▸ What you are asked to do
Copy out each line below exactly as it appears.

▸ Provided data
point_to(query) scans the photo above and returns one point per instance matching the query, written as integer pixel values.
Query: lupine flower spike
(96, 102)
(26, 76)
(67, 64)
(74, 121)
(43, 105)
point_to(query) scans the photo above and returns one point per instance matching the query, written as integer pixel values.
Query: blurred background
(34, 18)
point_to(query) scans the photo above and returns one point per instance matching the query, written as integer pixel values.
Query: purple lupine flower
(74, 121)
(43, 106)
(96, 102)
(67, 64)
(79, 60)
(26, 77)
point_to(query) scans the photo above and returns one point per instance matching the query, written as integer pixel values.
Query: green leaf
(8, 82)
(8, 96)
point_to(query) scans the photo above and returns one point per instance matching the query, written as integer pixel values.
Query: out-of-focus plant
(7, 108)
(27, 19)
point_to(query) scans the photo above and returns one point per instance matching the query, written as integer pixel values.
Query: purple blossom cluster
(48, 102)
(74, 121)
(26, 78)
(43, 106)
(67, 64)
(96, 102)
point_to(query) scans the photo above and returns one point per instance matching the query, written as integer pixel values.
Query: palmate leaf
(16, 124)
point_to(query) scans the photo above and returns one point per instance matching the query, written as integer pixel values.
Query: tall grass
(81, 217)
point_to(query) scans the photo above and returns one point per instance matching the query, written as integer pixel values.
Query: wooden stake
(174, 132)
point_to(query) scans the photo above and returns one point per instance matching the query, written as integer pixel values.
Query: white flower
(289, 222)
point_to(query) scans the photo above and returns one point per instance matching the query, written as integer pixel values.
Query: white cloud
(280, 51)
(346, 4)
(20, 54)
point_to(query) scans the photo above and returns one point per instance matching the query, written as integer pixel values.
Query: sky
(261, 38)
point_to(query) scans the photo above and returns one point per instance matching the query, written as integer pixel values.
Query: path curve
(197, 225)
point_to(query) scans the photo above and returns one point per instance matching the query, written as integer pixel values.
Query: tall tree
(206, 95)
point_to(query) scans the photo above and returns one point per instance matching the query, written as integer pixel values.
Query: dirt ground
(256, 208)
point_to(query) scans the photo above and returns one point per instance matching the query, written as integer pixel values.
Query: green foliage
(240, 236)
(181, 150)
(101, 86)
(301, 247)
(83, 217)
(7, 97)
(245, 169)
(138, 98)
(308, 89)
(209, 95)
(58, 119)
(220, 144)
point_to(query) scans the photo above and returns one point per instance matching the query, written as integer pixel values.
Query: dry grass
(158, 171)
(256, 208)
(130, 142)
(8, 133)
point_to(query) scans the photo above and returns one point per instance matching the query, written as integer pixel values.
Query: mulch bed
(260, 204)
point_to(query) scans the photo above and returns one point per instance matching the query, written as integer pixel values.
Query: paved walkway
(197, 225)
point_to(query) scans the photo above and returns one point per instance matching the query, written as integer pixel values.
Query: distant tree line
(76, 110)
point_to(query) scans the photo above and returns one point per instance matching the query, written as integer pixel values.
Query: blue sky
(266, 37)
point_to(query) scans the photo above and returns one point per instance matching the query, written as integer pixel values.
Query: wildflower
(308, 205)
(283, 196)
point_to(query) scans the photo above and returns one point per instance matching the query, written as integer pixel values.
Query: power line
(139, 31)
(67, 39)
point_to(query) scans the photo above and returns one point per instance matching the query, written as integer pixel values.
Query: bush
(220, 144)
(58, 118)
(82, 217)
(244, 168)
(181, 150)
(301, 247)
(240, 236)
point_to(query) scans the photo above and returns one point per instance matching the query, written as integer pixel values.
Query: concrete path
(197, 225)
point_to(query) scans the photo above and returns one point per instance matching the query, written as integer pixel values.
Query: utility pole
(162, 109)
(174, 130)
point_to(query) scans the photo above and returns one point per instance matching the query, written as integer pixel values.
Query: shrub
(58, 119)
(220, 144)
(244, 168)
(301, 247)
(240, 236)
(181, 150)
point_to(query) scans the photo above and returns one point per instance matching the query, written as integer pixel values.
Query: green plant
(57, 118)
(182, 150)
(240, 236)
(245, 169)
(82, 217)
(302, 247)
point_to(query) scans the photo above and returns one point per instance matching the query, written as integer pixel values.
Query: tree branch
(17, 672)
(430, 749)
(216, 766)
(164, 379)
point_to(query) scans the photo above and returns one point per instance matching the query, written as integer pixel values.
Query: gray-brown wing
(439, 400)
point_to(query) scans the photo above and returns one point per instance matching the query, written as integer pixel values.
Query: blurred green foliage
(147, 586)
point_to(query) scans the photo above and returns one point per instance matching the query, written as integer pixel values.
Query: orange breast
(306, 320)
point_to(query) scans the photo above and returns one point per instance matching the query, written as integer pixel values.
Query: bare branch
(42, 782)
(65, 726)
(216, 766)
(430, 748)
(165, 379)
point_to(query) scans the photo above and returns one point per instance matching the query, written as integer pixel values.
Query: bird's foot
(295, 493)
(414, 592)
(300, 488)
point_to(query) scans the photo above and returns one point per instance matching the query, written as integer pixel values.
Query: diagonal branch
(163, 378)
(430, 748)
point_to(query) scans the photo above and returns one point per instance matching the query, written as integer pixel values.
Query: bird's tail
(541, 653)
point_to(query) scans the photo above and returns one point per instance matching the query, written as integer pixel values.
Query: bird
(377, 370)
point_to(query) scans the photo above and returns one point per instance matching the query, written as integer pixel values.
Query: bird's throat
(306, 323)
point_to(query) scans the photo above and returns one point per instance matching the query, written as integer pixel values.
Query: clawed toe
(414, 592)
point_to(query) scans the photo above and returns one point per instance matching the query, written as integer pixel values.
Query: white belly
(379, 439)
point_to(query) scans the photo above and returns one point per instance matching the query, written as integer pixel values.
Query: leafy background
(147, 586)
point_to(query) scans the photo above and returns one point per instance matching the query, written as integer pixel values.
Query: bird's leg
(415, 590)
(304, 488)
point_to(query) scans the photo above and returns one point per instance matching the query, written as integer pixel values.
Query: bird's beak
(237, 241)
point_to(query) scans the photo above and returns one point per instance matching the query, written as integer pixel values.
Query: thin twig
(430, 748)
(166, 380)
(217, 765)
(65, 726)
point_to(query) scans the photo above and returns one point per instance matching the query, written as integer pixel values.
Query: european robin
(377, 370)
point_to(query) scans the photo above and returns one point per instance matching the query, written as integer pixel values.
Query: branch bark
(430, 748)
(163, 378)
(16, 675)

▸ Solved exercise
point_to(query) scans the photo above and returns one point per instance matching the query, written as integer pixel values.
Query: lupine flower spike
(96, 102)
(26, 76)
(67, 64)
(74, 121)
(43, 105)
point_to(query) scans the photo above and returns one point per instance matching the query, written as integer pixel values.
Query: blurred background
(34, 18)
point_to(query) scans the photo above and returns one point per instance matching the query, written as integer pixel values.
Query: purple lupine flower
(74, 121)
(43, 106)
(96, 102)
(67, 64)
(79, 60)
(26, 77)
point_to(query) scans the photo above and returns one point per instance matching the query, written as integer pixel values.
Query: green leaf
(8, 82)
(8, 96)
point_to(query) scans the photo above and returns one point per instance matching the query, written as integer pixel values.
Query: out-of-focus plant
(7, 108)
(27, 19)
point_to(query) scans the photo above and returns one point per instance matching the query, written as integer pixel values.
Query: purple blossom cluster
(48, 102)
(74, 121)
(26, 78)
(43, 106)
(67, 64)
(96, 102)
point_to(query) scans the photo above and returns one point per instance matching the query, written as integer pixel values.
Query: palmate leaf
(16, 124)
point_to(query) scans the photo above and returns one point per instance matching the query, written as integer pixel values.
Query: tall grass
(81, 217)
point_to(query) scans the photo above and returns one point per instance matching the query, written as integer pixel values.
Query: wooden stake
(174, 132)
point_to(query) scans the photo above and returns one point per instance matching the query, written as integer pixel values.
Query: white flower
(289, 222)
point_to(query) scans the photo above and returns one point per instance matching the query, written as integer pixel values.
Query: white cloud
(280, 51)
(346, 4)
(20, 54)
point_to(query) scans the photo above and returns one point per instance matching the query, written as integer pixel values.
Query: sky
(261, 38)
point_to(query) scans the photo above and returns one point per instance matching the query, written as integer pixel values.
Query: path curve
(197, 225)
point_to(query) scans the photo above and returns one point per instance matching the query, written as integer pixel values.
Query: tall tree
(206, 95)
point_to(query) scans the photo above and returns one point per instance matching the query, written as integer pixel values.
Query: dirt ground
(256, 208)
point_to(query) scans the photo above and returns one point per instance matching the query, written as integer pixel values.
Query: green foliage
(240, 236)
(181, 150)
(101, 86)
(301, 247)
(83, 217)
(7, 97)
(245, 169)
(138, 98)
(308, 89)
(209, 95)
(58, 119)
(220, 144)
point_to(query) scans the photo above and returns one point per instance matching the query, written as integer pixel values.
Query: dry grass
(158, 171)
(256, 208)
(130, 142)
(8, 133)
point_to(query) scans the photo above and returns one point per instance matching the query, written as integer pixel values.
Query: mulch bed
(260, 204)
point_to(query) scans the photo above and returns one point per instance matching the query, written as integer pixel values.
Query: paved walkway
(197, 225)
point_to(query) scans the photo above and returns one point per instance matching the query, written as integer pixel values.
Query: distant tree line
(76, 110)
point_to(query) scans the photo above and returns one point per instance matching the query, written as integer pixel values.
Query: blue sky
(266, 37)
point_to(query) scans the photo above and returns one point per instance matching the query, written as integer pixel values.
Query: wildflower
(308, 205)
(283, 196)
point_to(query) scans the photo above and returns one point per instance matching the query, written as integer pixel values.
Query: power line
(139, 31)
(67, 39)
point_to(query) scans the photo above and returns one point per instance matching the query, written as integer pixel values.
Query: bush
(220, 144)
(58, 118)
(82, 217)
(244, 168)
(181, 150)
(301, 247)
(240, 236)
point_to(query) scans the photo above and returns one point per instance matching the query, written as integer pixel values.
Query: concrete path
(197, 225)
point_to(query) scans the photo above and returns one point per instance matching the query, written as integer pixel values.
Query: utility pole
(162, 109)
(174, 130)
point_to(query) scans the photo above and returns one point per instance matching the query, written as integer pixel values.
Query: shrub
(58, 119)
(220, 144)
(244, 168)
(301, 247)
(240, 236)
(181, 150)
point_to(query) scans the photo above and returns one point per instance matching the query, written as integer pixel values.
Query: green plant
(57, 118)
(182, 150)
(240, 236)
(245, 169)
(82, 217)
(302, 247)
point_to(query) scans the photo above and returns one point per instance matching the query, written as integer pixel values.
Query: tree branch
(17, 672)
(430, 749)
(216, 766)
(164, 379)
point_to(query) scans the photo above and returns one point per instance matching the query, written as integer pixel values.
Query: gray-brown wing
(439, 400)
point_to(query) scans the photo above and returns one point per instance matching the query, written as integer pixel values.
Query: blurred green foliage
(147, 586)
point_to(query) scans the photo above and returns one point per instance matching the query, written as integer pixel values.
Query: orange breast
(306, 320)
point_to(query) scans the photo above and returns one point per instance matching the query, written as integer pixel values.
Query: bare branch
(42, 782)
(65, 726)
(216, 766)
(430, 748)
(165, 379)
point_to(query) scans the photo above and returns one point per instance matching the query, written as integer pixel values.
Query: bird's foot
(295, 493)
(414, 592)
(300, 488)
point_to(query) scans the photo above and returns one point per instance matching the query, written as integer pixel values.
Query: diagonal branch
(163, 378)
(430, 748)
point_to(query) scans the photo above and returns one point per instance matching the query, written as integer pixel values.
Query: bird's tail
(541, 653)
point_to(query) scans the photo above and returns one point per instance matching the query, written as integer pixel values.
Query: bird
(377, 370)
point_to(query) scans the photo above and returns one point per instance matching the query, written as integer pixel values.
Query: bird's throat
(306, 323)
point_to(query) scans the photo above and returns one point per instance matching the query, written as integer pixel values.
Query: clawed toe
(414, 592)
point_to(query) scans the photo above and returns one point per instance matching the query, written as integer pixel values.
Query: white belly
(379, 439)
point_to(query) scans the photo above and returns one point per instance matching the query, written as integer pixel values.
Query: leafy background
(147, 586)
point_to(query) scans the photo above and returns one point per instance matching the query, written as integer pixel values.
Query: bird's leg
(415, 590)
(304, 488)
point_to(query) scans the photo above and returns one point per instance matching the query, written as integer pixel values.
Query: bird's beak
(237, 241)
point_to(query) scans the photo above and returns one point per instance matching the query, written as integer pixel values.
Query: thin twig
(430, 748)
(166, 380)
(217, 765)
(65, 726)
point_to(query) scans the photo above and returns one point per instance matching the query, written as integer pixel values.
Query: european robin
(377, 370)
point_to(query) scans the photo above and returns one point per instance matching the query, written as integer pixel values.
Query: branch bark
(430, 748)
(163, 378)
(16, 675)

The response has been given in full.